EXERCISE:
Answer these questions from the text on Spain's LGBTI law below:
1. Before the new law, what two things did trans people need in order to change the gender marker on identification documents?
2. From what age does the law permit children to obtain legal gender recognition under certain conditions?
3. Which three sectors does the text name for the law's anti-discrimination measures?

EXCERPTED TEXT:
- - -

Today, Spain’s parliament passed a comprehensive law to expand protections and entrench rights for lesbian, gay, bisexual, transgender, and intersex (LGBTI) people.
The statute has become known colloquially as the “Trans Law” because provisions that allow for gender recognition based on self-identification through a simple administrative process have provoked heated public debate.
The passage of the law represents a significant milestone for the LGBTI movement, and particularly for the long fight for gender recognition in Spain. Previously, the process for trans people to change their gender marker on identification documents required a medical diagnosis of gender dysphoria, and a two-year period of medical treatment to align the applicant’s physical characteristics to the gender marker they sought. The new law does away with these requirements and is based on a trans person’s self-identification.
The law improves protections for LGBTI people more broadly by expanding access to assisted reproductive techniques; strengthening sexuality education; banning medically unnecessary, “normalizing” surgeries for intersex children before they can consent; enabling parental recognition for unmarried same-sex couples; and introducing measures to combat discrimination against LGBTI people in various sectors, including in healthcare, employment, and housing.
These improvements have at times been drowned out in a heated public debate in Spain, that mainly focused on the gender recognition reforms, leading to increased political conflict, including within the ruling coalition. Some lawmakers balked at the provisions that permit children, from age 12, to obtain legal gender recognition under certain conditions.
While public debate is important, European and international law and standards are clear: transgender people should not be subjected to abusive and disproportionate requirements for legal recognition of gender identity. The new Spanish law upholds these human rights standards.

- - -

Stored items

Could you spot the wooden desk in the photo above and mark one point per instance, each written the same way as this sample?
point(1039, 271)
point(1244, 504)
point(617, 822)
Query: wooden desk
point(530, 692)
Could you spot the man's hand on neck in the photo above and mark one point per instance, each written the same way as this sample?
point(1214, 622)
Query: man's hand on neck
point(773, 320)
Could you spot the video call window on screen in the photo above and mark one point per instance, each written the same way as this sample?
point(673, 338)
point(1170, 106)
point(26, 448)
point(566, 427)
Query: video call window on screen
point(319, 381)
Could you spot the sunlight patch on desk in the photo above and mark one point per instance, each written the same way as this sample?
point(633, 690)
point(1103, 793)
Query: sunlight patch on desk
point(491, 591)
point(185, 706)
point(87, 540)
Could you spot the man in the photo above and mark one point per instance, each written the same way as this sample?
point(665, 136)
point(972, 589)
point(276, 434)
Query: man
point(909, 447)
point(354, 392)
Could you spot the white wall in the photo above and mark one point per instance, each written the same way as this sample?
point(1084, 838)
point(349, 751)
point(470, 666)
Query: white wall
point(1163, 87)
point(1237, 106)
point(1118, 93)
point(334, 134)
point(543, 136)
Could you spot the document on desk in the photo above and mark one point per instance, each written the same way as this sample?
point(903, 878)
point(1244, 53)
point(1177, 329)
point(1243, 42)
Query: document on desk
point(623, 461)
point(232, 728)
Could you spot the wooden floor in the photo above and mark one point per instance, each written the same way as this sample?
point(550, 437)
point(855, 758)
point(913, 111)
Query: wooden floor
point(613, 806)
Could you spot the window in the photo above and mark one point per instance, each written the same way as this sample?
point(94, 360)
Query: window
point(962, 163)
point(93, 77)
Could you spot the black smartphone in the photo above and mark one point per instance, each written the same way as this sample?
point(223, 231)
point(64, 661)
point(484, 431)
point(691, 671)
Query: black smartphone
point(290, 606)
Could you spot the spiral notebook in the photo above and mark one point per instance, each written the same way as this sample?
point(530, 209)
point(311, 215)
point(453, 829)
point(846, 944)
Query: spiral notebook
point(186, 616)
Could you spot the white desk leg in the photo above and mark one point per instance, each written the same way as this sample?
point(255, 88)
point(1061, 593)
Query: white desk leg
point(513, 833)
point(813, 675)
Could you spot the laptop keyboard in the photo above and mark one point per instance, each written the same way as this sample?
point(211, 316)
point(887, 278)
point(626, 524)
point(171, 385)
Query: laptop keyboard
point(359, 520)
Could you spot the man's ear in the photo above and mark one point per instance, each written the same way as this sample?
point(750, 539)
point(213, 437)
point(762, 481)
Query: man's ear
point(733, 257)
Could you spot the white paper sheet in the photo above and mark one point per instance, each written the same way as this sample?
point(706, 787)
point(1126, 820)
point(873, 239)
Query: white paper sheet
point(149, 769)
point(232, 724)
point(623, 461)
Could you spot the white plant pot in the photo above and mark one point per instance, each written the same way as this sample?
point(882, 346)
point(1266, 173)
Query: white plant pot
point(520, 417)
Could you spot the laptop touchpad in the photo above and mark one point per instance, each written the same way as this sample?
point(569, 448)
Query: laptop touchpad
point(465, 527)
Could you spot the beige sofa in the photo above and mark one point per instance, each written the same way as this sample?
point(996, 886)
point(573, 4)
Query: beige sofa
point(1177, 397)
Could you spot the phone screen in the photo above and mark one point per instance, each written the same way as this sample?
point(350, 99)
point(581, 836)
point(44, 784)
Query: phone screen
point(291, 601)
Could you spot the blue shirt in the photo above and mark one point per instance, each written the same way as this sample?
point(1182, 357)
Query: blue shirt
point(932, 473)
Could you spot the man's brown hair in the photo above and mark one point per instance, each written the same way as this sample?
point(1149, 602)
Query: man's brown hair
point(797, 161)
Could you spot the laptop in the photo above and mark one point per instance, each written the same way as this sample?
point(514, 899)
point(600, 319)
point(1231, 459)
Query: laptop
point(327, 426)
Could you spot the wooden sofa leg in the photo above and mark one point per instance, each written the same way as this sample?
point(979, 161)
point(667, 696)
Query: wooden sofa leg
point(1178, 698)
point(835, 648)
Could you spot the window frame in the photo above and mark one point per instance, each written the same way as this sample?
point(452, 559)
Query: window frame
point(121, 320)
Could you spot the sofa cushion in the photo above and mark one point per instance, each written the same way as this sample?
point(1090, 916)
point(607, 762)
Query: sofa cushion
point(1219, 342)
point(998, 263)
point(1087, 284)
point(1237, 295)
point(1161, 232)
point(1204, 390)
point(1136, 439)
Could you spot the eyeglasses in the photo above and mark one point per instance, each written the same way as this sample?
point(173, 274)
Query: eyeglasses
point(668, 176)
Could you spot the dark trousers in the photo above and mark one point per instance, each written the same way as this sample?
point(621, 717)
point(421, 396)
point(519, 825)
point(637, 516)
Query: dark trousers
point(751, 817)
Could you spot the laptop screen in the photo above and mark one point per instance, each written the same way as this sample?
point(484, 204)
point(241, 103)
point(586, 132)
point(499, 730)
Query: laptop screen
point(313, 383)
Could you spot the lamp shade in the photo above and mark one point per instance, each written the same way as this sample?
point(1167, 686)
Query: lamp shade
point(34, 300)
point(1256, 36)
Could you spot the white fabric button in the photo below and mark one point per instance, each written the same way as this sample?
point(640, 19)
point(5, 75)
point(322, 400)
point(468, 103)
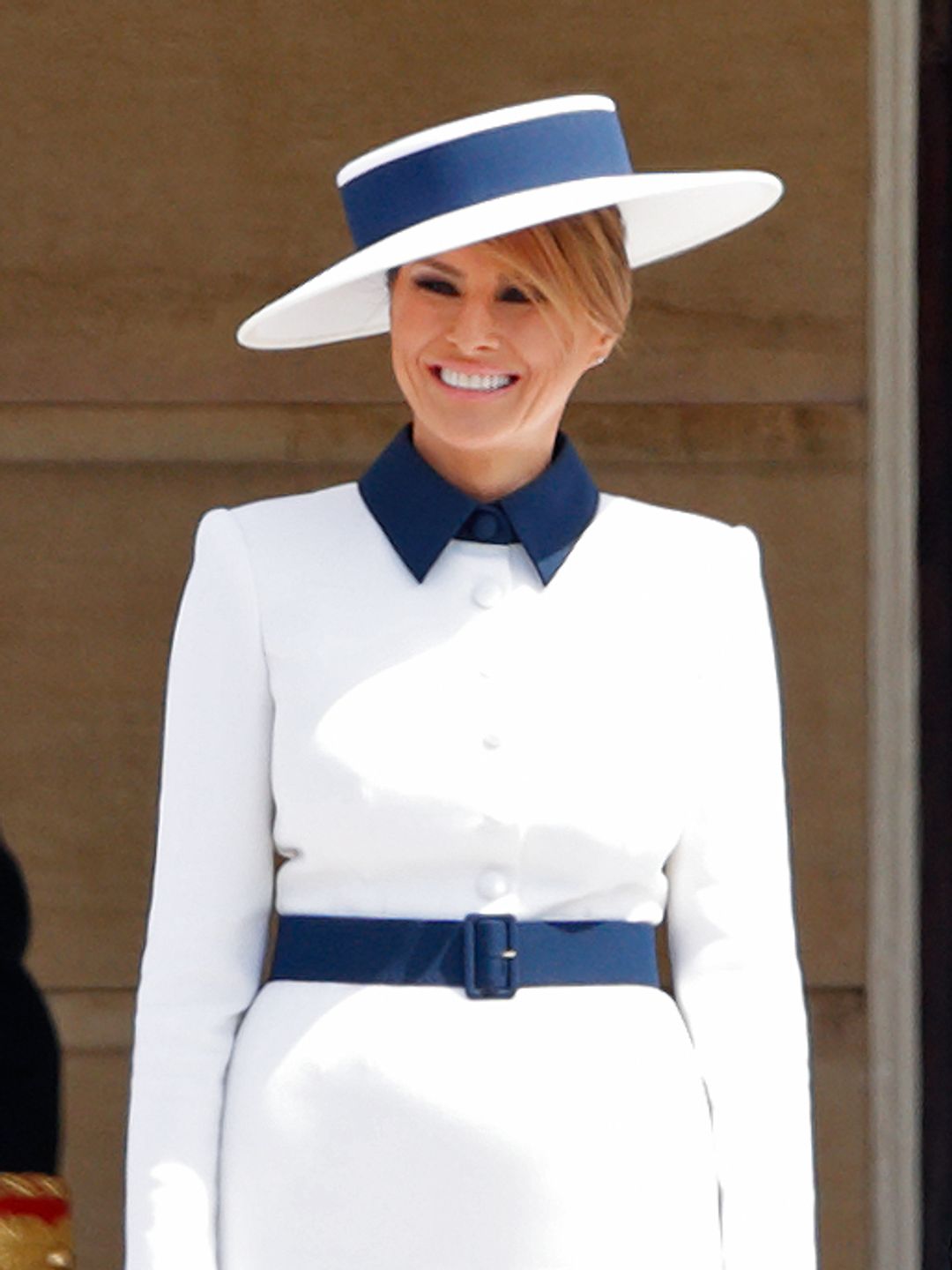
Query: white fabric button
point(492, 884)
point(487, 594)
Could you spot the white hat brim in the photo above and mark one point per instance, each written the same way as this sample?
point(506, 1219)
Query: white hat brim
point(664, 215)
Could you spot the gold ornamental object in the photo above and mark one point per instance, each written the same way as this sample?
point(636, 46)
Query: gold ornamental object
point(36, 1223)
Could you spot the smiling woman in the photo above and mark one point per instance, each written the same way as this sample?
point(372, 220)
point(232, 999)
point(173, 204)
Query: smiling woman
point(485, 369)
point(498, 725)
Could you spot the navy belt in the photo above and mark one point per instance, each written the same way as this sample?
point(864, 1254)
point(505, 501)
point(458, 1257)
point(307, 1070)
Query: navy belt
point(487, 954)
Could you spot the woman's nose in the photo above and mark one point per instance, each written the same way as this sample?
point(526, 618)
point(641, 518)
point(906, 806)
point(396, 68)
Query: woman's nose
point(472, 326)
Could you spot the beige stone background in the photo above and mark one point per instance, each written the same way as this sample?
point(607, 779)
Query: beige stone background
point(167, 168)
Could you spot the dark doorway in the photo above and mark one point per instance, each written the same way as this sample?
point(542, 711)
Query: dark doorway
point(936, 621)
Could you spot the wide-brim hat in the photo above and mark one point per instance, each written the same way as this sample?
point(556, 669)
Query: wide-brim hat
point(487, 176)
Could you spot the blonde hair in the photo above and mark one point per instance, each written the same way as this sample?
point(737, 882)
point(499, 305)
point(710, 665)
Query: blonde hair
point(577, 265)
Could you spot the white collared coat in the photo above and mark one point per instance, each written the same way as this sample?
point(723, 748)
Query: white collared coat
point(608, 746)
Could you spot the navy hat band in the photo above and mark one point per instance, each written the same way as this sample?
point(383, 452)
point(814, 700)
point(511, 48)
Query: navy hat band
point(482, 165)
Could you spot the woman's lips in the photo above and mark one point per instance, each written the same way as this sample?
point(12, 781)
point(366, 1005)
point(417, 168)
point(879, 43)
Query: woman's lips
point(473, 381)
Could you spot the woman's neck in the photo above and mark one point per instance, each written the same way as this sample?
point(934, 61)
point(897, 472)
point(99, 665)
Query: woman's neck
point(485, 474)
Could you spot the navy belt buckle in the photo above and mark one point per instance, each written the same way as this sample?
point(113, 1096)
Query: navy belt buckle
point(490, 955)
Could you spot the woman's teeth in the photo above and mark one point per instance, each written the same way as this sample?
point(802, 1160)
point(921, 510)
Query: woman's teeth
point(475, 383)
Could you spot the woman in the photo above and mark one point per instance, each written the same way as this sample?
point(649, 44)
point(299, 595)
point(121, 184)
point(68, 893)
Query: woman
point(36, 1229)
point(498, 725)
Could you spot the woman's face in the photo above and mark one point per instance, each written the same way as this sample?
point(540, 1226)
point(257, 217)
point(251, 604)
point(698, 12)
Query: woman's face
point(480, 362)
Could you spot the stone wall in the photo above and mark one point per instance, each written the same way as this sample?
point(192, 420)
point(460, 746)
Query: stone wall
point(169, 168)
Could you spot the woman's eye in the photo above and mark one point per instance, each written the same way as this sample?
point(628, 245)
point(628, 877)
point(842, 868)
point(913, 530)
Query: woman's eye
point(438, 286)
point(514, 296)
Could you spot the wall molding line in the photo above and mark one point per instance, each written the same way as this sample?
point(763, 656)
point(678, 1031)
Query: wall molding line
point(893, 959)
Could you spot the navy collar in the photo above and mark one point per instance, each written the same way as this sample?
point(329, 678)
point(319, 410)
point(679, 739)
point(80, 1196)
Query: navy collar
point(419, 511)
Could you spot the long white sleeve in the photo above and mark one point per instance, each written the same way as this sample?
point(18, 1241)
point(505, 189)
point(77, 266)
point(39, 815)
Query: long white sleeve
point(732, 932)
point(211, 898)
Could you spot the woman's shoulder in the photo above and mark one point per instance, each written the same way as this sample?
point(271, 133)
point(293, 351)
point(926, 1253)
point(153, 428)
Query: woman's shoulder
point(628, 519)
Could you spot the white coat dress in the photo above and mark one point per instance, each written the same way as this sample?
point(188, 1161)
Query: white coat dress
point(603, 747)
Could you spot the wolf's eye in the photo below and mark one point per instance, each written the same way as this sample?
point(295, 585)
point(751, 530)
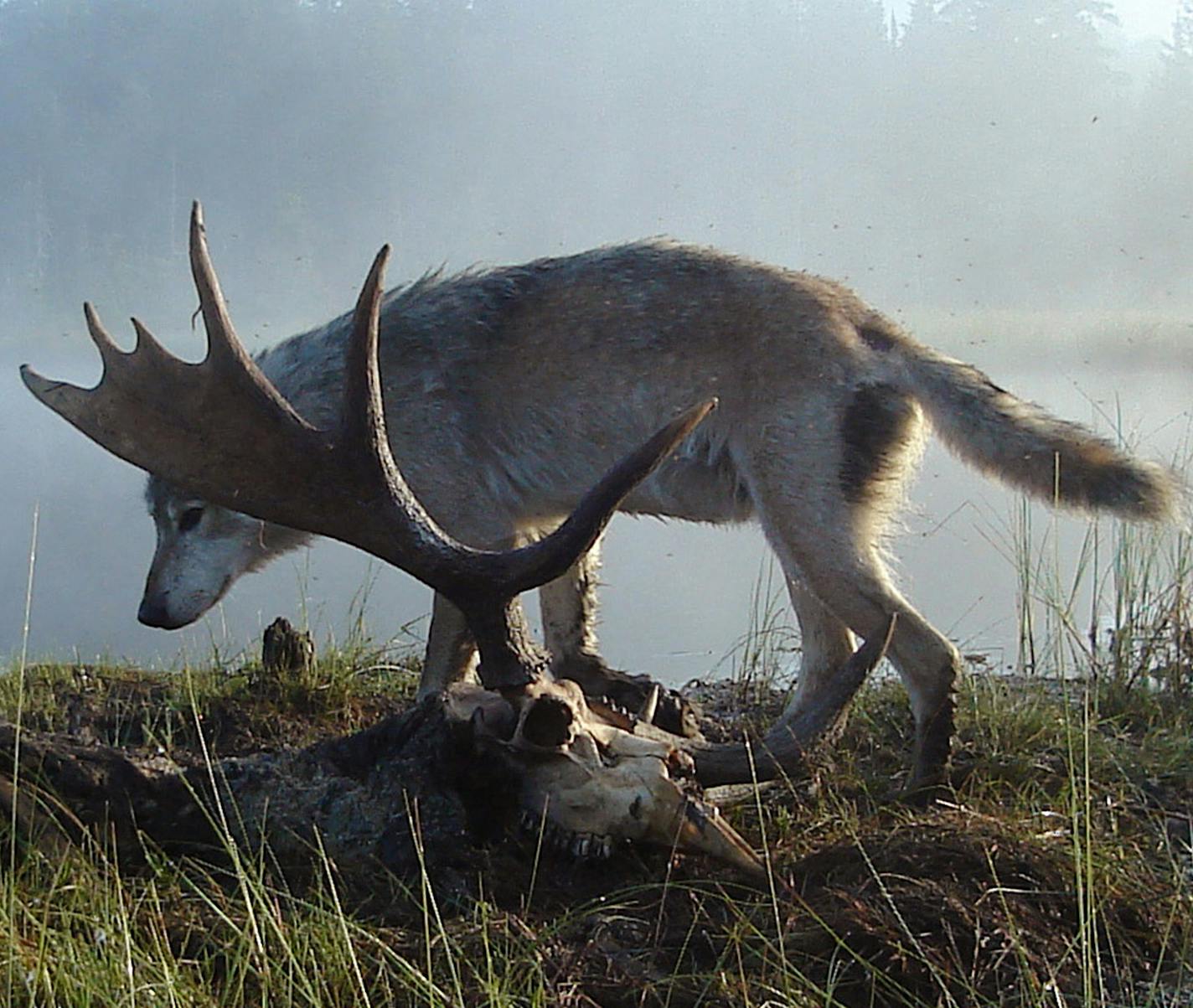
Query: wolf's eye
point(191, 517)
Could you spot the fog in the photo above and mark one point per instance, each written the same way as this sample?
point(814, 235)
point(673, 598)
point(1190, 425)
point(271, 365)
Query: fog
point(1012, 179)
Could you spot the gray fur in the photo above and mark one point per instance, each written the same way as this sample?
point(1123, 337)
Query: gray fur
point(509, 391)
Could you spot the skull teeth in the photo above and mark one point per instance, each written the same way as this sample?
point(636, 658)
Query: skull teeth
point(581, 846)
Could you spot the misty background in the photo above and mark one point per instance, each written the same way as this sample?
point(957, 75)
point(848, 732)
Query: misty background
point(1012, 179)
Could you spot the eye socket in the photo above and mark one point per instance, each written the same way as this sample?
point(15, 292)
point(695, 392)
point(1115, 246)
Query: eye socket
point(190, 518)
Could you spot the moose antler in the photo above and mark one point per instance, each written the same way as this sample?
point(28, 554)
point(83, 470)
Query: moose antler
point(222, 430)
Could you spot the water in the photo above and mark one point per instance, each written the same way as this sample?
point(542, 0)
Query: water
point(675, 599)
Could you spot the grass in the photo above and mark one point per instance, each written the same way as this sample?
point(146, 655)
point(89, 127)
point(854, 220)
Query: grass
point(1060, 870)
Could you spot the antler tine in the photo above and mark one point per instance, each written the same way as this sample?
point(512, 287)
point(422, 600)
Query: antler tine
point(104, 343)
point(222, 430)
point(551, 556)
point(224, 345)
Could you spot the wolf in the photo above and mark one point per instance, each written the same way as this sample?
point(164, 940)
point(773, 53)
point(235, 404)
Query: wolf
point(509, 390)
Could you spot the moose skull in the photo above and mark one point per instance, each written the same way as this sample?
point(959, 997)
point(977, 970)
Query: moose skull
point(594, 783)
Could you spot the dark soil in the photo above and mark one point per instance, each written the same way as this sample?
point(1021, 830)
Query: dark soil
point(927, 908)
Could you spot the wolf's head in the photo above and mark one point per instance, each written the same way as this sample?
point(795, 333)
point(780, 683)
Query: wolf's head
point(202, 549)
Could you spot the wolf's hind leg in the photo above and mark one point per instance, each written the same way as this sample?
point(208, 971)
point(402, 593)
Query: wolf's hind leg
point(826, 645)
point(451, 650)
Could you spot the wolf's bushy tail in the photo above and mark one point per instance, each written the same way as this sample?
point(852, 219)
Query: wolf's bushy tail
point(1020, 444)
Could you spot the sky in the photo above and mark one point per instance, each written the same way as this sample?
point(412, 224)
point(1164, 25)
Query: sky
point(1139, 19)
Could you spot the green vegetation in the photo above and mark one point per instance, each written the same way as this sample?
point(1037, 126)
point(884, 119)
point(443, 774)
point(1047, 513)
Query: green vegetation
point(1058, 871)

- - -

EXPECTED OUTPUT:
1. A medical diagnosis of gender dysphoria and a two-year period of medical treatment to align the applicant's physical characteristics to the gender marker sought.
2. Age 12.
3. Healthcare, employment, and housing.